- **ITEMS**:

[START]

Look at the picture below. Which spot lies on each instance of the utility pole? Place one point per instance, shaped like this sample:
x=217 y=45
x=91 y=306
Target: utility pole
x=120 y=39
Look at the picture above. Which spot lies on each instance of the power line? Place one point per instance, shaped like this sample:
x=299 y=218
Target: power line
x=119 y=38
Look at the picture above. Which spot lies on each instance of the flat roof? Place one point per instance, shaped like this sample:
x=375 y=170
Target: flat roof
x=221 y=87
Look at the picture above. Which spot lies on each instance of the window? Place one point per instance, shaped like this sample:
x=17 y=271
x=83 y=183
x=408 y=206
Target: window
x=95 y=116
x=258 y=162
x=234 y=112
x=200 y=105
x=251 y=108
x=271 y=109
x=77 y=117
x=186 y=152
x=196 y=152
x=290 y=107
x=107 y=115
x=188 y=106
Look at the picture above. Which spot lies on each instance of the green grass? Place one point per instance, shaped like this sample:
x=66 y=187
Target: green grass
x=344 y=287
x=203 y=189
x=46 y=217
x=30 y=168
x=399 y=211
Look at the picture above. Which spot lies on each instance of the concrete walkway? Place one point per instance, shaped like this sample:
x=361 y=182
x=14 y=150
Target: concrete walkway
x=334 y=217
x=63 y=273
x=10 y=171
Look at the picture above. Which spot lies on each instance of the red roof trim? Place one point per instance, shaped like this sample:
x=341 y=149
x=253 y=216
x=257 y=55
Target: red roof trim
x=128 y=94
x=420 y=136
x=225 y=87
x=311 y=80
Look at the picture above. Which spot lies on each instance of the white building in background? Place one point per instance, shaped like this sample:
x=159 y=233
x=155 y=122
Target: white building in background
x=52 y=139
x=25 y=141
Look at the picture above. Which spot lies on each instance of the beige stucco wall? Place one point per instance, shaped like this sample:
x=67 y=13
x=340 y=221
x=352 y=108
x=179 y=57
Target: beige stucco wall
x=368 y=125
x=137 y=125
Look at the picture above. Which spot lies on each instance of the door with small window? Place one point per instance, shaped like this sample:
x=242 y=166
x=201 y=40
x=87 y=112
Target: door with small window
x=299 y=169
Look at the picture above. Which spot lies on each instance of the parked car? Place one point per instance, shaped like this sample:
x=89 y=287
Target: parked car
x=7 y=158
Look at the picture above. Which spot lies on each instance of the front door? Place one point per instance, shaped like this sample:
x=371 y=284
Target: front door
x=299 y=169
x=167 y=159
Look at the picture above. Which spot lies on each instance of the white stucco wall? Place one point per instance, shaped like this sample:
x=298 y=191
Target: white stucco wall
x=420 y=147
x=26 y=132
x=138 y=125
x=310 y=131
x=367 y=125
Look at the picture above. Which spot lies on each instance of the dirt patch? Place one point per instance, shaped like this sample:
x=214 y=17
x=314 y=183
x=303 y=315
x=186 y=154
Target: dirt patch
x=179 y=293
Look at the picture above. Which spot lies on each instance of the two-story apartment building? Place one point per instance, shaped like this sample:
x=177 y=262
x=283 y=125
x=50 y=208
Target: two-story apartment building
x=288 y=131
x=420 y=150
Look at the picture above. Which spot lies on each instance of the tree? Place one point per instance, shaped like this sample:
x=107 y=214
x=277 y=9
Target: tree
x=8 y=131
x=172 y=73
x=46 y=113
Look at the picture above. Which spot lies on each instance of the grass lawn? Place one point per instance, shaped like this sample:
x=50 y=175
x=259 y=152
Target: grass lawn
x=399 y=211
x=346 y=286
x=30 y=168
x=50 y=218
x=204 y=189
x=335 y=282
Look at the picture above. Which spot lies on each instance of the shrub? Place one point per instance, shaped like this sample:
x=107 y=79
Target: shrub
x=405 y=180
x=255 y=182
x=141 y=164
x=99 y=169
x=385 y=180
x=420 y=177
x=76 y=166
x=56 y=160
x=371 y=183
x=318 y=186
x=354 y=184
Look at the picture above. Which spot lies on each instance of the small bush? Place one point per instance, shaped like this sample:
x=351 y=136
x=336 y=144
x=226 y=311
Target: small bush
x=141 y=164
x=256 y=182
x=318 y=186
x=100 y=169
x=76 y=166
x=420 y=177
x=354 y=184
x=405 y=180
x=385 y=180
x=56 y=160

[END]

- **OBJECTIVE**: Write out all of the material above, reproducing every line without alteration.

- **RESULT**:
Look at the picture below. Which spot lies on each instance of the utility pole? Place one point per instance, shaped like this sample:
x=217 y=45
x=91 y=306
Target: utility pole
x=120 y=39
Look at the picture above. Which spot lies on each instance of the power line? Place one point per instance, shaped like this sample:
x=299 y=218
Target: power line
x=119 y=38
Look at the picture above. Which spot lies on each instance of the flat roof? Place one point per instance, shaped like this sample:
x=375 y=170
Target: flat roof
x=221 y=87
Look at the picture above. Which spot lies on each instance of the window? Place one point per instance, shaped like this sample:
x=17 y=271
x=83 y=183
x=408 y=206
Target: window
x=95 y=116
x=258 y=162
x=234 y=112
x=200 y=105
x=251 y=108
x=271 y=109
x=77 y=117
x=186 y=152
x=196 y=152
x=290 y=107
x=107 y=115
x=188 y=106
Look at the picture above. Which spot lies on each instance of the green grass? Place one point per instance, shaped like this sample:
x=66 y=187
Target: green grass
x=344 y=287
x=203 y=189
x=46 y=217
x=30 y=168
x=399 y=211
Look at the picture above. Which spot lies on each instance of the concrete walkway? Place one point per instance, shaped like this sample:
x=361 y=182
x=14 y=150
Target: concrete walkway
x=334 y=217
x=63 y=273
x=10 y=171
Look at the picture above. Which spot lies on each instance of the red roof trim? Place one point per instance, shaped like this sample:
x=341 y=149
x=253 y=216
x=257 y=55
Target: red roof trim
x=128 y=94
x=420 y=136
x=225 y=87
x=311 y=80
Look at the picture above. Which spot lies on each instance of the white building in background? Place one point per instance, shaped like this sample:
x=159 y=233
x=155 y=122
Target: white building in background
x=52 y=139
x=25 y=141
Look at the picture above. Which spot lies on each instance of the beige stucco wall? Place one point per instance, shaped like this sample:
x=67 y=13
x=340 y=221
x=352 y=108
x=179 y=57
Target: beige stucco wall
x=368 y=125
x=137 y=125
Look at the picture above. Which spot lies on each instance of the door with small window? Place one point per instance, shaped like this sample:
x=242 y=166
x=201 y=40
x=87 y=112
Target: door with small window
x=299 y=169
Look at the picture above. Which spot lies on each instance of the parked car? Place one point per instance, shaped like this sample:
x=89 y=287
Target: parked car
x=7 y=158
Look at the picture above. Which spot lies on each instance of the front door? Place one point per instance, shaped like this sample:
x=371 y=284
Target: front door
x=299 y=169
x=167 y=159
Look at the picture above. Which spot lies on each instance of the white stucco wall? Place one point per instance, shaped like this sample:
x=298 y=191
Target: white stucco wall
x=420 y=147
x=26 y=132
x=138 y=125
x=310 y=131
x=367 y=125
Look at the picture above. Which spot lies on each instance of the dirt patch? Place one point per instance, shaped like this sample:
x=214 y=17
x=314 y=183
x=303 y=315
x=186 y=154
Target: dirt patch
x=179 y=293
Look at the picture above. Which spot lies on each instance of the two-story apartment building? Place one point per instance, shaped like this sample:
x=177 y=262
x=283 y=125
x=50 y=208
Target: two-story apartment building
x=288 y=131
x=420 y=150
Look at the picture above. Which spot lies on each instance of the tree? Place one point per instance, shaped like this sample:
x=107 y=214
x=277 y=9
Target: tree
x=8 y=131
x=172 y=73
x=46 y=113
Look at the picture above. Which spot lies on each instance of the grass lawn? Place one point per instance, shaped like this sample:
x=50 y=175
x=259 y=152
Target: grass lawn
x=399 y=211
x=346 y=286
x=30 y=168
x=50 y=218
x=204 y=189
x=335 y=282
Look at the picture above. Which spot lies on each instance of the shrub? Place one point per instance, shaped like this sample:
x=107 y=79
Target: shrub
x=405 y=180
x=255 y=182
x=141 y=164
x=99 y=169
x=385 y=180
x=420 y=177
x=76 y=166
x=56 y=160
x=371 y=183
x=318 y=186
x=354 y=184
Look at the picture above. Which spot lies on each instance of the small bush? Place one point per instance, shaped like this sample:
x=351 y=136
x=336 y=144
x=226 y=311
Target: small bush
x=141 y=164
x=256 y=182
x=318 y=186
x=100 y=169
x=76 y=166
x=420 y=177
x=354 y=184
x=405 y=180
x=385 y=180
x=56 y=160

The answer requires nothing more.